Work to complete: Rewrite the listing from its start through the line containing "pixel 267 115", substituting "image" for every "photograph" and changing nothing else. Leave the pictures out of your output.
-------
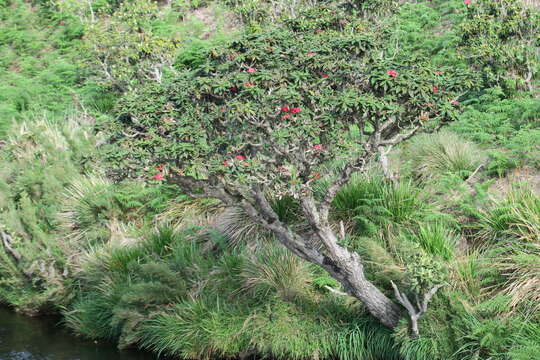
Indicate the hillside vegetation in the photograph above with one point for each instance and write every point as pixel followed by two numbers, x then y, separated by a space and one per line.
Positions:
pixel 94 228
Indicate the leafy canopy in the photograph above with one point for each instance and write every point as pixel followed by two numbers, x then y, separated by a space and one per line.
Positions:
pixel 274 107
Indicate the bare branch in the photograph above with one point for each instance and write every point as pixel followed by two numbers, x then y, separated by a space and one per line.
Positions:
pixel 400 137
pixel 335 291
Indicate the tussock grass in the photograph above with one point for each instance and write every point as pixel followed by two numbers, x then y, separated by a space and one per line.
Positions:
pixel 431 155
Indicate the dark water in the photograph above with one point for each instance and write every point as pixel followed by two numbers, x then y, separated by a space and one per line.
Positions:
pixel 24 338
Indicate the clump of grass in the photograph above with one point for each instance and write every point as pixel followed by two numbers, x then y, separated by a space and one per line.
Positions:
pixel 432 155
pixel 436 239
pixel 272 269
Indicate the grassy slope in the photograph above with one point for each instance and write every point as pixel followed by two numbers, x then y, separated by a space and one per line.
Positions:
pixel 98 254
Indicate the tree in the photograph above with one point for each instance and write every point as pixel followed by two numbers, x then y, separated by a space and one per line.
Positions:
pixel 267 115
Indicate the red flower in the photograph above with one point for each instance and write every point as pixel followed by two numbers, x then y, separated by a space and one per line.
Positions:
pixel 296 110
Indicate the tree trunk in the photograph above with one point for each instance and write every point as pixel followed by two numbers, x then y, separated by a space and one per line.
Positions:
pixel 346 267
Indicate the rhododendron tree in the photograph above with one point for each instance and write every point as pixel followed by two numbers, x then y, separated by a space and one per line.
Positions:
pixel 278 134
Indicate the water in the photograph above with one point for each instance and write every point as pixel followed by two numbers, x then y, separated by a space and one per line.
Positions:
pixel 24 338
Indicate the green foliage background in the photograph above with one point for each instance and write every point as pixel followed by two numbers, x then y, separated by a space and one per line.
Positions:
pixel 141 265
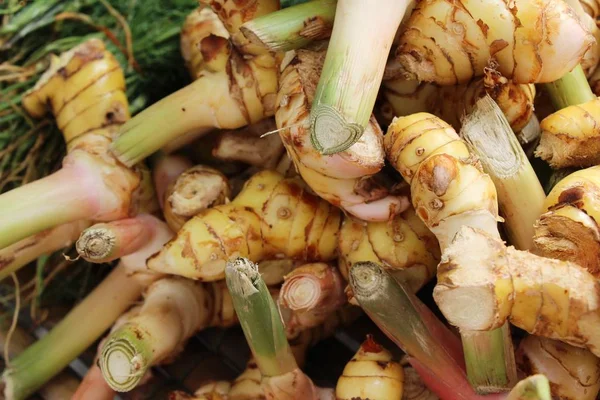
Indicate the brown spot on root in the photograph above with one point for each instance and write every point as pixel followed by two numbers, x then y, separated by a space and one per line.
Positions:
pixel 438 173
pixel 370 189
pixel 371 346
pixel 212 46
pixel 483 26
pixel 497 45
pixel 5 261
pixel 571 196
pixel 138 334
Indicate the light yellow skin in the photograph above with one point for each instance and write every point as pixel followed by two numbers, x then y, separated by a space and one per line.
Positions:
pixel 532 41
pixel 482 284
pixel 591 7
pixel 371 374
pixel 404 246
pixel 344 179
pixel 405 97
pixel 173 310
pixel 448 186
pixel 574 373
pixel 571 136
pixel 195 190
pixel 271 217
pixel 568 229
pixel 84 89
pixel 232 89
pixel 199 24
pixel 582 9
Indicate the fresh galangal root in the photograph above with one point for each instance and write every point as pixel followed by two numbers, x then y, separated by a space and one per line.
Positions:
pixel 571 136
pixel 402 97
pixel 85 90
pixel 573 372
pixel 195 190
pixel 482 284
pixel 568 229
pixel 272 217
pixel 371 374
pixel 532 40
pixel 345 179
pixel 403 246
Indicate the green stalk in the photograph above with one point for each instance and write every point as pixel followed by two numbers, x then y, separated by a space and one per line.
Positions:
pixel 534 387
pixel 408 322
pixel 165 121
pixel 292 28
pixel 353 71
pixel 73 335
pixel 520 194
pixel 570 90
pixel 125 358
pixel 488 356
pixel 57 199
pixel 259 318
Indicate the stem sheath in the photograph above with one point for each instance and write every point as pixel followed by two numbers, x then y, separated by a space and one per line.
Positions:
pixel 520 194
pixel 570 90
pixel 259 318
pixel 353 71
pixel 57 199
pixel 109 241
pixel 293 27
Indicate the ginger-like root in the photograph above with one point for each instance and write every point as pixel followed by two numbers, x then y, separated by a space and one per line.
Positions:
pixel 448 186
pixel 371 374
pixel 571 136
pixel 199 24
pixel 568 230
pixel 309 294
pixel 482 284
pixel 591 7
pixel 345 179
pixel 271 217
pixel 249 146
pixel 26 250
pixel 403 246
pixel 574 373
pixel 402 97
pixel 195 190
pixel 233 88
pixel 85 90
pixel 165 172
pixel 93 385
pixel 532 40
pixel 173 310
pixel 414 387
pixel 109 241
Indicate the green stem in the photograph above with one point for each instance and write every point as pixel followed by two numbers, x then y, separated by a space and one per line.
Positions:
pixel 488 356
pixel 408 322
pixel 259 318
pixel 75 333
pixel 570 90
pixel 353 71
pixel 290 3
pixel 125 358
pixel 292 28
pixel 57 199
pixel 21 253
pixel 520 194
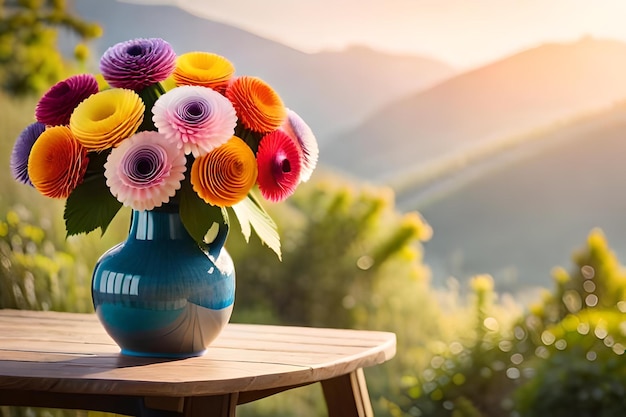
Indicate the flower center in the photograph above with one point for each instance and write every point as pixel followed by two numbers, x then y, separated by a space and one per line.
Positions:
pixel 286 165
pixel 134 50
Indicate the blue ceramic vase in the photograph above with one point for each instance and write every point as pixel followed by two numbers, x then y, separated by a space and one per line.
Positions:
pixel 159 293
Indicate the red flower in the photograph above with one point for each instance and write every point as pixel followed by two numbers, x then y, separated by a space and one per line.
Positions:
pixel 280 163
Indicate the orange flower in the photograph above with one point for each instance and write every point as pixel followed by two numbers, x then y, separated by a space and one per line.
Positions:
pixel 224 176
pixel 205 69
pixel 258 106
pixel 57 162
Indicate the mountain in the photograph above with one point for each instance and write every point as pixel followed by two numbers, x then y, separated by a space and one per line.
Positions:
pixel 331 91
pixel 521 213
pixel 478 108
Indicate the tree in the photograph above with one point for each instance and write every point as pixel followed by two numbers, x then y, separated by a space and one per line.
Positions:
pixel 30 60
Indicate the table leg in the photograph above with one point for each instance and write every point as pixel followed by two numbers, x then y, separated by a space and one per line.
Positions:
pixel 213 406
pixel 347 396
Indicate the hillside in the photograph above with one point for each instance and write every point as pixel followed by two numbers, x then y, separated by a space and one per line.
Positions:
pixel 332 91
pixel 519 218
pixel 532 88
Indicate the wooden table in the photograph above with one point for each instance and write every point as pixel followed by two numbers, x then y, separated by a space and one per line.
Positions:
pixel 65 360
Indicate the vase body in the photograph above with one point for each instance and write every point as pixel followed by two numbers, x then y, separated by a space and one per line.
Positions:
pixel 158 293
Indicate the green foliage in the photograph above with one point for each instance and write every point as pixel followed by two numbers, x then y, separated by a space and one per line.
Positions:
pixel 29 58
pixel 564 357
pixel 34 274
pixel 91 205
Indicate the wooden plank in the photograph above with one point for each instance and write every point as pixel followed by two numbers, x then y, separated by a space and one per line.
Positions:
pixel 62 352
pixel 214 406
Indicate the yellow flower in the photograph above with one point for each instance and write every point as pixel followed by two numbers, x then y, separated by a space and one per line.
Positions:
pixel 224 176
pixel 105 119
pixel 205 69
pixel 57 162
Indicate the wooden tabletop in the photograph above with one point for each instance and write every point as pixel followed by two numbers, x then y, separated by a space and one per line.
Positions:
pixel 71 353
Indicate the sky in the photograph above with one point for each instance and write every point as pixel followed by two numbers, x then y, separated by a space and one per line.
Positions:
pixel 463 33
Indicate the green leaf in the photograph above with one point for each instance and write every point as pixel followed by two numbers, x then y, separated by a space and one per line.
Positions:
pixel 251 214
pixel 91 205
pixel 198 216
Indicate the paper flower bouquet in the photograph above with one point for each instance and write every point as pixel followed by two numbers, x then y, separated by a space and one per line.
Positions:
pixel 155 130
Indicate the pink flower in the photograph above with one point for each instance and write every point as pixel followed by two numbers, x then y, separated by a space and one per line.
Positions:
pixel 197 119
pixel 298 130
pixel 56 106
pixel 280 165
pixel 145 170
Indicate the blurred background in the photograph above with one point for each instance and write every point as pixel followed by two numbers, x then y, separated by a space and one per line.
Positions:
pixel 468 196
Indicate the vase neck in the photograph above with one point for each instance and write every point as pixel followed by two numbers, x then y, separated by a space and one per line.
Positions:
pixel 157 225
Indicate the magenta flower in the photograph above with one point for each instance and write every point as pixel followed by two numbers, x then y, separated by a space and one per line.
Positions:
pixel 198 119
pixel 145 170
pixel 56 106
pixel 298 130
pixel 21 151
pixel 280 165
pixel 138 63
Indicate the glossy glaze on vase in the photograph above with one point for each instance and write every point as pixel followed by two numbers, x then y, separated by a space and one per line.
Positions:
pixel 158 293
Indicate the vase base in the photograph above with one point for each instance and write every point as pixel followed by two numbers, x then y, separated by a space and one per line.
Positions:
pixel 164 355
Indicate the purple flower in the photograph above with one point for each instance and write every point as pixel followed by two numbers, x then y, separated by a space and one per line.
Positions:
pixel 198 119
pixel 297 128
pixel 21 151
pixel 58 103
pixel 138 63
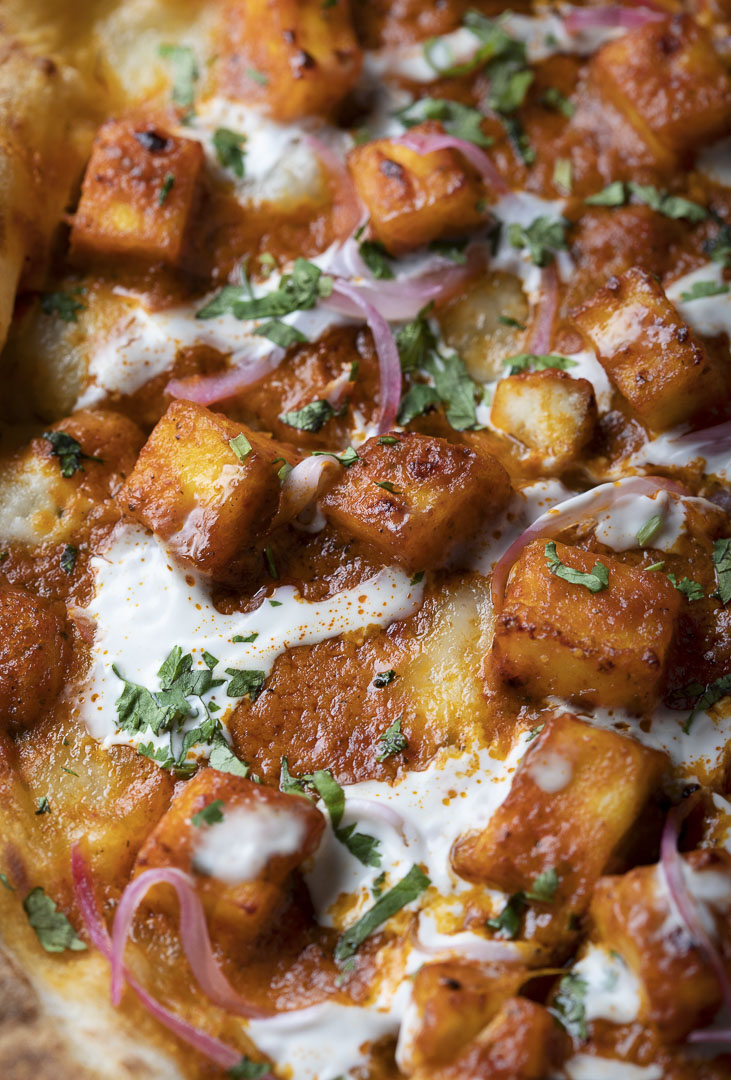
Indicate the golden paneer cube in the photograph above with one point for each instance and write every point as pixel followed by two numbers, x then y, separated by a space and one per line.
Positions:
pixel 191 487
pixel 634 916
pixel 416 198
pixel 606 648
pixel 241 841
pixel 552 414
pixel 296 57
pixel 576 795
pixel 669 82
pixel 523 1042
pixel 414 497
pixel 138 194
pixel 451 1001
pixel 649 352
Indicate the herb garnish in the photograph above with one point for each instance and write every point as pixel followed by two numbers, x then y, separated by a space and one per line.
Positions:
pixel 404 892
pixel 595 581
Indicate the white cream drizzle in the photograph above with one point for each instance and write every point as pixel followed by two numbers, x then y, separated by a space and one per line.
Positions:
pixel 144 604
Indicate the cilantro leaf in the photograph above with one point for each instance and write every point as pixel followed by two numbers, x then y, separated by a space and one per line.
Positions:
pixel 185 71
pixel 63 305
pixel 68 450
pixel 393 741
pixel 595 581
pixel 245 684
pixel 537 362
pixel 52 928
pixel 649 530
pixel 298 291
pixel 404 892
pixel 241 446
pixel 569 1004
pixel 211 814
pixel 382 678
pixel 542 238
pixel 229 149
pixel 68 558
pixel 692 590
pixel 722 565
pixel 310 417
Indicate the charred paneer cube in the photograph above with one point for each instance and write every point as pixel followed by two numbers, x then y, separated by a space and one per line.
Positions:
pixel 138 194
pixel 411 497
pixel 584 640
pixel 296 57
pixel 205 485
pixel 552 414
pixel 523 1042
pixel 415 198
pixel 576 795
pixel 669 82
pixel 649 352
pixel 634 915
pixel 451 1001
pixel 241 841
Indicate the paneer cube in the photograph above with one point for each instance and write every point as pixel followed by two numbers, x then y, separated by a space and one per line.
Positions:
pixel 416 198
pixel 606 648
pixel 649 352
pixel 451 1002
pixel 193 490
pixel 634 916
pixel 296 57
pixel 669 82
pixel 240 852
pixel 552 414
pixel 414 498
pixel 574 796
pixel 35 649
pixel 523 1042
pixel 138 194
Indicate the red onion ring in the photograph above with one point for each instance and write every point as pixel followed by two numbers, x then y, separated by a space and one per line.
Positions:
pixel 570 512
pixel 347 210
pixel 672 867
pixel 541 334
pixel 83 886
pixel 301 487
pixel 208 389
pixel 193 934
pixel 627 18
pixel 389 363
pixel 421 143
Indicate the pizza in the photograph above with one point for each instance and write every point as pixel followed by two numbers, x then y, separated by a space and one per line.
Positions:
pixel 365 540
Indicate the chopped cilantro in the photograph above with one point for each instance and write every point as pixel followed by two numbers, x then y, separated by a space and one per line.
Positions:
pixel 229 149
pixel 245 684
pixel 404 892
pixel 691 590
pixel 537 362
pixel 310 417
pixel 52 928
pixel 542 238
pixel 595 581
pixel 241 446
pixel 68 450
pixel 382 678
pixel 722 566
pixel 649 530
pixel 63 305
pixel 68 558
pixel 211 814
pixel 702 288
pixel 185 72
pixel 393 741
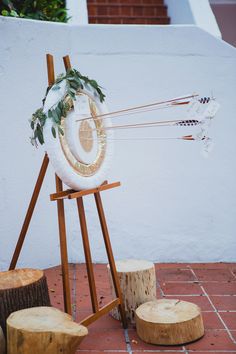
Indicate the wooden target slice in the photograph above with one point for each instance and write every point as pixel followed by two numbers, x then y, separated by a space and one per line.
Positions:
pixel 169 322
pixel 80 156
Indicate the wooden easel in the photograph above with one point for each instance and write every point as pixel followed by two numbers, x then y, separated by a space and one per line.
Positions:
pixel 59 197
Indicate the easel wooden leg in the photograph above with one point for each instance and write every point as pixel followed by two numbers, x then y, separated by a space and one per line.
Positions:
pixel 29 213
pixel 87 253
pixel 63 249
pixel 110 256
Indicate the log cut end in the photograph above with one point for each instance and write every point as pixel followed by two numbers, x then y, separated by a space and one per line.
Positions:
pixel 45 329
pixel 20 289
pixel 169 322
pixel 137 280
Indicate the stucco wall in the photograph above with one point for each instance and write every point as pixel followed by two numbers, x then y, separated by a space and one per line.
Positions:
pixel 173 205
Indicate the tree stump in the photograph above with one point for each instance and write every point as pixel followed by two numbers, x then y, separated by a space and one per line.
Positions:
pixel 138 285
pixel 169 322
pixel 20 289
pixel 2 342
pixel 43 330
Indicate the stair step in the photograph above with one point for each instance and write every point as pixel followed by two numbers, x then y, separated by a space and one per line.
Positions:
pixel 144 2
pixel 147 20
pixel 127 9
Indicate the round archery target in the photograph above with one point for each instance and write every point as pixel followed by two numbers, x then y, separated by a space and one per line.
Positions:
pixel 81 156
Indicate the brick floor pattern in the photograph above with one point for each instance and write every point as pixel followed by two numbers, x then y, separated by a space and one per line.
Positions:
pixel 212 286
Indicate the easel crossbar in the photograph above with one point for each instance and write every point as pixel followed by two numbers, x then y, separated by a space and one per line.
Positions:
pixel 102 311
pixel 71 194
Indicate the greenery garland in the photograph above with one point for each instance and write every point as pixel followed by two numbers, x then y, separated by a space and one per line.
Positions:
pixel 74 82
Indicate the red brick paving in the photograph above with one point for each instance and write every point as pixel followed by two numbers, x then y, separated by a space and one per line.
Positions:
pixel 211 286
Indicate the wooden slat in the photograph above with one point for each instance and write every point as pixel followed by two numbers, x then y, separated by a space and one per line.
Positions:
pixel 61 195
pixel 102 311
pixel 63 249
pixel 110 256
pixel 87 253
pixel 30 211
pixel 50 68
pixel 79 194
pixel 67 63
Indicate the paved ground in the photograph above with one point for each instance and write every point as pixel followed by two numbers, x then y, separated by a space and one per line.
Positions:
pixel 211 286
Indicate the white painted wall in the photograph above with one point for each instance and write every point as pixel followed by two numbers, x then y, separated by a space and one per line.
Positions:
pixel 173 205
pixel 77 11
pixel 196 12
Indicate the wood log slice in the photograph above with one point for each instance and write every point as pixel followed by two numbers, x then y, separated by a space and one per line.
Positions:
pixel 20 289
pixel 138 285
pixel 2 342
pixel 169 322
pixel 43 330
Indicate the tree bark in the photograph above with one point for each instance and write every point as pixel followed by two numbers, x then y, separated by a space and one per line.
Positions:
pixel 20 289
pixel 138 285
pixel 169 322
pixel 2 342
pixel 43 330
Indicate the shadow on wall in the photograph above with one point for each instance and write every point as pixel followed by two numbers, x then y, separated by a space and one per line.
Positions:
pixel 226 18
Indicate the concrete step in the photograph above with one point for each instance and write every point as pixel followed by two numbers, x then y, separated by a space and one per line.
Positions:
pixel 144 2
pixel 147 20
pixel 128 9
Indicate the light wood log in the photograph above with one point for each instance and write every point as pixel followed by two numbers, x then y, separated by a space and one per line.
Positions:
pixel 2 342
pixel 138 285
pixel 43 330
pixel 169 322
pixel 19 289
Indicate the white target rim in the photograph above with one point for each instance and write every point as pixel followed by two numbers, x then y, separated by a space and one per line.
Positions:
pixel 56 155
-------
Result below:
Indicate the hillside vegetation in the image above with one point for each instance and write every point as pixel followed by two numbers, x then y, separated by a space and one per line.
Positions:
pixel 94 228
Indicate the leafy canopy in the image above with one point for each instance and write every point as pixel followed by two numbers, x then y, separated by a space and one per line.
Positions:
pixel 274 107
Indicate the bare branch in the image above with one point for each instance and write every point as pixel followed by two numbers, x then y, separated by a space and one per line.
Positions:
pixel 400 137
pixel 335 291
Indicate the tussock grass in the image above with one point for each instance and write every point as pixel followed by two numbers, x then y, separated by a space and one per line.
Positions:
pixel 431 155
Indicate the dark water in the image above with one point for each instance and write every point as pixel followed by two numbers, x then y, separated by a space and one per line.
Positions:
pixel 24 338
Indicate the clump of grass in the image above with one point for each instance and write every point as pixel followed by two numbers, x then y, separated by a space and one per line.
Positions:
pixel 432 155
pixel 436 239
pixel 272 269
Indicate the grassy slope in the image above with one point for each instance and write every point as pixel followed by two numbers, x then y, separated by a space and one per line.
Positions:
pixel 98 254
Indicate the tree in the image above with one point for each instance and write every point as pixel followed by two numbers, x then y, separated by a space and one per line.
Positions:
pixel 267 115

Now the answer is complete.